▶ [Page excerpt]:
He is probably most famous for the hospices he built on the summits of passes over the Alps. Many pilgrims from France and Germany would travel over the Alps on their way to Rome, but it was always a possibility that one would die from freezing along the way. In the 9th century, a system of hospices had been attempted but had lapsed long before Bernard's time. Bernard's hospices in the 11th century were placed under the care of clerics and laymen and were well equipped for the reception of all travelers. Eventually, these caretakers became Augustinians a monastery was built close by, which still exists today

At some point in time, Bernard traveled to Rome to receive formal recognition of the hospices and community and to obtain permission to accept novices. Bernard lived to the age of eighty-five and is believed to have died on May 28, 1081 at St. Lawrence Monastery in Novara, Italy.

▶ [Exercises to complete]:
[1] Answer these questions using the passage on Bernard's Alpine hospices:
(a) In which century had an earlier system of hospices been attempted?
(b) Under whose care were Bernard's hospices placed?
(c) At which monastery is Bernard believed to have died?
[2] Extend the passage on Bernard's Alpine hospices, picking up right after its final sentence.
These lines have no connection to the passage on Bernard's Alpine hospices.

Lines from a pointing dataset

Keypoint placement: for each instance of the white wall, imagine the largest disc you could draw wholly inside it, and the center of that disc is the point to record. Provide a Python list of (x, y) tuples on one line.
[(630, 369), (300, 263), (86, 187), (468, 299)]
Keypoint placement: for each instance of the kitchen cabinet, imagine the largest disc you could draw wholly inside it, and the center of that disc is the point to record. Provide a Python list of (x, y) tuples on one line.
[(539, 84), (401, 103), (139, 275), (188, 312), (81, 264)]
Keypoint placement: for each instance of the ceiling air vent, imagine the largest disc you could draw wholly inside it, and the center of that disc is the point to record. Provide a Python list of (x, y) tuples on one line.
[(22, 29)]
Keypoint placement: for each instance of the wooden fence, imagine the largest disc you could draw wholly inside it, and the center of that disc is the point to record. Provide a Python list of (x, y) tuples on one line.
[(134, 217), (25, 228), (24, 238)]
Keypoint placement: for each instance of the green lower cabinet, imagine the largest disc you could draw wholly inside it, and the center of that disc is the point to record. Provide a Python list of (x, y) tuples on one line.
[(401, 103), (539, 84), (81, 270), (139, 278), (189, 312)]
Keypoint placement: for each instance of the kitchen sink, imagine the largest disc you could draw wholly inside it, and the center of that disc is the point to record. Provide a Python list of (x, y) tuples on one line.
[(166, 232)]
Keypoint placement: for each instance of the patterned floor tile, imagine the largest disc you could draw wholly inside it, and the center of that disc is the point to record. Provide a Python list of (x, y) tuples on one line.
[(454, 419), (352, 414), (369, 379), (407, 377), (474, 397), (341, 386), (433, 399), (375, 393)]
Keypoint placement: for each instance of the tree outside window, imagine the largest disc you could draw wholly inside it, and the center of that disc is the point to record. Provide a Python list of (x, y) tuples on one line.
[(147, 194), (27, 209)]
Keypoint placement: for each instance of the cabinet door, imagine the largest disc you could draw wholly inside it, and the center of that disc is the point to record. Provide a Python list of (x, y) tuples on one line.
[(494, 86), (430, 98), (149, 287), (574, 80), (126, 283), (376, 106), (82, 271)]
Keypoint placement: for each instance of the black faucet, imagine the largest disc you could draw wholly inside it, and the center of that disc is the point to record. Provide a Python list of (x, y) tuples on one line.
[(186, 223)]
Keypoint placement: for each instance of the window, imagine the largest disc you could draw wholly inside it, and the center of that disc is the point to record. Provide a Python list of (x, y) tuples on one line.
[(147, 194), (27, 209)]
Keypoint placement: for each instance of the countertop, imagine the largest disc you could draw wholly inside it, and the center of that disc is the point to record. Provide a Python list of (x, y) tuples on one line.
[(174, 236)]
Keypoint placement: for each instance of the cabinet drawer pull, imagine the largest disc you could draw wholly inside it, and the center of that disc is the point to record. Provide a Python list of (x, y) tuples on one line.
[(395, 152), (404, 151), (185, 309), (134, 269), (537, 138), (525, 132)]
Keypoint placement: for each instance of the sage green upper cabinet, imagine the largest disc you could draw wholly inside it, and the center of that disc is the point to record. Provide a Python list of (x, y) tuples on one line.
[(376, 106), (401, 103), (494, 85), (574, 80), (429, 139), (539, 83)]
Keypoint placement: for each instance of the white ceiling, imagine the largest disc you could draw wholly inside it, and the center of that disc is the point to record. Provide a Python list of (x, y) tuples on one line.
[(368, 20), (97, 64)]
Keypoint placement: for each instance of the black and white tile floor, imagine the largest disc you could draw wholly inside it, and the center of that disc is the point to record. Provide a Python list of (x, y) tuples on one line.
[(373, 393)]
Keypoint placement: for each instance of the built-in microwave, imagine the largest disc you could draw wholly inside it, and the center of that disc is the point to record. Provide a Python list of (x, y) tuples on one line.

▶ [Responses to the exercise]:
[1]
(a) The 9th century.
(b) Clerics and laymen.
(c) St. Lawrence Monastery in Novara, Italy.

[2]
A now-famous breed of dogs, known for its endurance in high altitude and cold, was named in honor of this saint. Bernard's life has been the focus of many romantic plays and stories. Many of us may remember childhood stories of St. Bernard dogs coming to the rescue of stranded or injured victims on Alpine slopes. The dogs almost always seem to have a cask of Brandy attached to their collars and when the victims were revived by a good drink the dogs would lead them to safety.

However, romance was not what Bernard's life was about. He was strongly committed to the ideals taught by Christ in the Sermon on the Mount. Bernard dedicated his life to bringing the message of Christ to all and to correcting the abuses of clerical life which he saw. He was deeply concerned for the care of the poor and disadvantaged. Living his life in the Alps he knew the dangers present and did what he could to relieve them. He is a model, not of romance, but of deep love and compassion, in imitation of God whom he loved and served with all his heart reprimanded.
—Excerpted from Christ in the Desert

Patronage: Alpinists; mountain climbers; mountaineers; skiers; travelers in the mountains.

Symbols and Representation: Man in a mountain setting holding a bishop's crozier; white dog.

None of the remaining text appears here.